• **WORK ITEM**
For each statement below, decide whether it agrees with the article on LVMH's first-quarter results, answering yes or no and quoting the deciding words of the article: 1. Japan delivered double-digit sales growth for the group. 2. Fashion and Leather Goods grew faster than Perfumes and Cosmetics in the first quarter. 3. LVMH's sales in the first quarter of 2024 came to €20.7 billion.

Luxury Figures

LVMH reports a gloomy start to 2024

Eva Morletto

By Eva Morletto17 avril 2024

On Tuesday, the LVMH group posted results for the first quarter of 2024 that were well below the double-digit growth seen previously. The geopolitical context and the normalisation of the Chinese market are the main reasons for this.

The LVMH group announces sales of €20.7 billion in the first quarter of 2024 and +3% organic growth. Above, the finale of the Dior fashion show for the presentation of its "Fall" collection in New York on April 15 (Dior).

This year is shaping up to be a difficult one for the luxury goods sector, and the first-quarter sales results of the world's leading luxury brand are in line with expectations. While during the same period the group posted very strong organic growth of +17%, the CFO, , Jean-Jacques Guiony, has announced a timid +3% for the first quarter of 2024, with sales of €20.7 billion.

Having benefited from the dynamism of the Chinese market, which had previously been paralysed by the global pandemic, the luxury group is now facing a market on the way to normalisation, which explains the subdued financial results. In contrast, Japan has become one of the group's driving markets, with double-digit sales growth.

Despite a tense geopolitical context, LVMH succeeded in maintaining a slightly higher level of sales overall. Fashion and Leather Goods, the Group's flagship sector, climbed by 2% in the first quarter. Perfumes and Cosmetics proved to be more dynamic, with sales up by +7%. A segment which was already buoyant in 2023.

L'Interdit Tubéreuse Noire by Givenchy, launched in 2024 (Givenchy)

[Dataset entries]

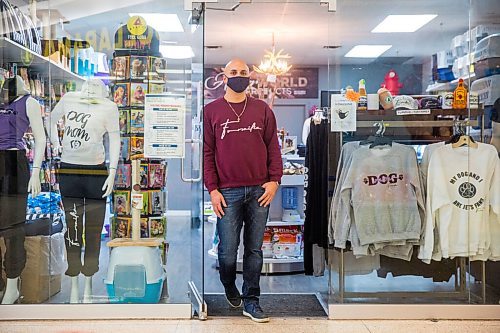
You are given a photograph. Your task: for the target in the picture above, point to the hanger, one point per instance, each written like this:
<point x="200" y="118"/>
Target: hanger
<point x="465" y="140"/>
<point x="378" y="139"/>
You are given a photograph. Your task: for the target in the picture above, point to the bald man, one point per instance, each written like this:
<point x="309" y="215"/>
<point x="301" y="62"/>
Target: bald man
<point x="242" y="172"/>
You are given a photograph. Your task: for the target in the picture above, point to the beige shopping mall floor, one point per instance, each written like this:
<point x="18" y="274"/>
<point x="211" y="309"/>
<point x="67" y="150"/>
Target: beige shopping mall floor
<point x="244" y="325"/>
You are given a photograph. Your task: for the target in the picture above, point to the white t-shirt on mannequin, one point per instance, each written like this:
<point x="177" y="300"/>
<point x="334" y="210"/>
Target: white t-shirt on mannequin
<point x="88" y="116"/>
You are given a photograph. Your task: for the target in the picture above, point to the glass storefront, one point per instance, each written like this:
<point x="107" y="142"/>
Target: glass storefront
<point x="385" y="116"/>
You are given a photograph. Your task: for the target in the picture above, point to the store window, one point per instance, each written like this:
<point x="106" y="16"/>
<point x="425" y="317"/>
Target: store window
<point x="97" y="98"/>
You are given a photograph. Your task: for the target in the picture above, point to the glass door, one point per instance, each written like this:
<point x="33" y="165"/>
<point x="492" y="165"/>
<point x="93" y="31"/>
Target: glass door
<point x="191" y="165"/>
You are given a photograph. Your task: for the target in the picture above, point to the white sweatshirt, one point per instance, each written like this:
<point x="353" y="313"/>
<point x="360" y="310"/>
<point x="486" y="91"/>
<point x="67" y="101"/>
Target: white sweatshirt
<point x="463" y="198"/>
<point x="86" y="122"/>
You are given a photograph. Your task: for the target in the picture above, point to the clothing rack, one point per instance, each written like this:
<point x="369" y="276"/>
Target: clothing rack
<point x="460" y="275"/>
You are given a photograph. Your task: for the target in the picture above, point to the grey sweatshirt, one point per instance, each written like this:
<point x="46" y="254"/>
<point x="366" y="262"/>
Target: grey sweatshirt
<point x="383" y="188"/>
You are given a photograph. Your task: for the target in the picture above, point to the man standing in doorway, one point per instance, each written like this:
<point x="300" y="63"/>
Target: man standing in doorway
<point x="242" y="171"/>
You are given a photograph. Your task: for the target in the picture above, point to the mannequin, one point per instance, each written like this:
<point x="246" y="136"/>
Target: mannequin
<point x="84" y="180"/>
<point x="316" y="116"/>
<point x="18" y="112"/>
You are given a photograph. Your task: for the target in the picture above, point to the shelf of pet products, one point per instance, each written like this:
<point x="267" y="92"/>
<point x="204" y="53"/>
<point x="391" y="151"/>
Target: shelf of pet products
<point x="213" y="219"/>
<point x="448" y="86"/>
<point x="15" y="53"/>
<point x="152" y="182"/>
<point x="47" y="205"/>
<point x="422" y="128"/>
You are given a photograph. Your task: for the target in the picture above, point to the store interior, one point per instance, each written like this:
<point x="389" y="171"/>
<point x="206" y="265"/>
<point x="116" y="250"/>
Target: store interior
<point x="317" y="39"/>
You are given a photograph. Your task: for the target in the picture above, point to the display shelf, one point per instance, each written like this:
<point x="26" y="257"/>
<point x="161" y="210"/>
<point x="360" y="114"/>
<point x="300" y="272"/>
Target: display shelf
<point x="284" y="223"/>
<point x="118" y="242"/>
<point x="279" y="261"/>
<point x="292" y="180"/>
<point x="391" y="114"/>
<point x="271" y="265"/>
<point x="15" y="53"/>
<point x="448" y="86"/>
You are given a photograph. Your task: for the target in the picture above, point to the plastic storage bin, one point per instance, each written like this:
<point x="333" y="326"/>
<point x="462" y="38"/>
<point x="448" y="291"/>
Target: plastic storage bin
<point x="488" y="89"/>
<point x="135" y="275"/>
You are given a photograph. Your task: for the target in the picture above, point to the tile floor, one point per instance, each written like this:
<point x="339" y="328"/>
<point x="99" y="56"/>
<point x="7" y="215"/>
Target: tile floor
<point x="243" y="325"/>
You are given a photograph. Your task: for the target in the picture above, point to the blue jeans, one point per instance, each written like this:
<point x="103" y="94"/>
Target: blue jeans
<point x="242" y="210"/>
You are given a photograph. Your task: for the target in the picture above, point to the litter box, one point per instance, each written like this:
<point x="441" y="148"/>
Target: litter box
<point x="135" y="275"/>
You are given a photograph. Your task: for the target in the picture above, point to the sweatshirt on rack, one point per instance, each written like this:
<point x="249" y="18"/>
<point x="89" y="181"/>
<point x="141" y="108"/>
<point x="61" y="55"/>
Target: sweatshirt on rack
<point x="240" y="152"/>
<point x="463" y="199"/>
<point x="383" y="186"/>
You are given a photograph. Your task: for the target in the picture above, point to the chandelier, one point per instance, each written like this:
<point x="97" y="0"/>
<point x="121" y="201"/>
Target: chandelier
<point x="274" y="63"/>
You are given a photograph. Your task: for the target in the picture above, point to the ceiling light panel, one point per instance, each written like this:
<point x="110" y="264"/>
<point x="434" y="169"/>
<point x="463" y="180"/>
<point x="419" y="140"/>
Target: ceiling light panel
<point x="367" y="51"/>
<point x="162" y="22"/>
<point x="403" y="23"/>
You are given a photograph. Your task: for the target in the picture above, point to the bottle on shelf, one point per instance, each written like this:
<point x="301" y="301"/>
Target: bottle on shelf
<point x="460" y="96"/>
<point x="363" y="100"/>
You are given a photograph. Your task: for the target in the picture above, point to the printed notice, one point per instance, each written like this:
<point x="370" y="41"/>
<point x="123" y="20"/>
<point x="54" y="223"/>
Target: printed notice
<point x="343" y="114"/>
<point x="164" y="126"/>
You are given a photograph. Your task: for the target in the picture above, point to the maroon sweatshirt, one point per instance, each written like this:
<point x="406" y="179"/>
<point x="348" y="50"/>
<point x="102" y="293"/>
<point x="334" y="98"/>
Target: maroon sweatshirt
<point x="244" y="153"/>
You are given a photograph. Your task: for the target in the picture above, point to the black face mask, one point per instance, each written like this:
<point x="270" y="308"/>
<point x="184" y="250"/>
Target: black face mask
<point x="238" y="83"/>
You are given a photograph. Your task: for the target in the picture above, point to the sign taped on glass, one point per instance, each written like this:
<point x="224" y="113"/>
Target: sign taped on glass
<point x="297" y="83"/>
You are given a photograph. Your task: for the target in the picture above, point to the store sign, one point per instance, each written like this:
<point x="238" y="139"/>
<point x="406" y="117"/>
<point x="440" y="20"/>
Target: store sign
<point x="164" y="126"/>
<point x="297" y="83"/>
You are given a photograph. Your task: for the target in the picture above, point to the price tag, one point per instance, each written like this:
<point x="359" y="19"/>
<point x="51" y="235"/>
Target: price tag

• **RESPONSE AREA**
1. Yes: "Japan has become one of the group's driving markets, with double-digit sales growth."
2. No: "Fashion and Leather Goods, the Group's flagship sector, climbed by 2% in the first quarter. Perfumes and Cosmetics proved to be more dynamic, with sales up by +7%."
3. Yes: "The LVMH group announces sales of €20.7 billion in the first quarter of 2024"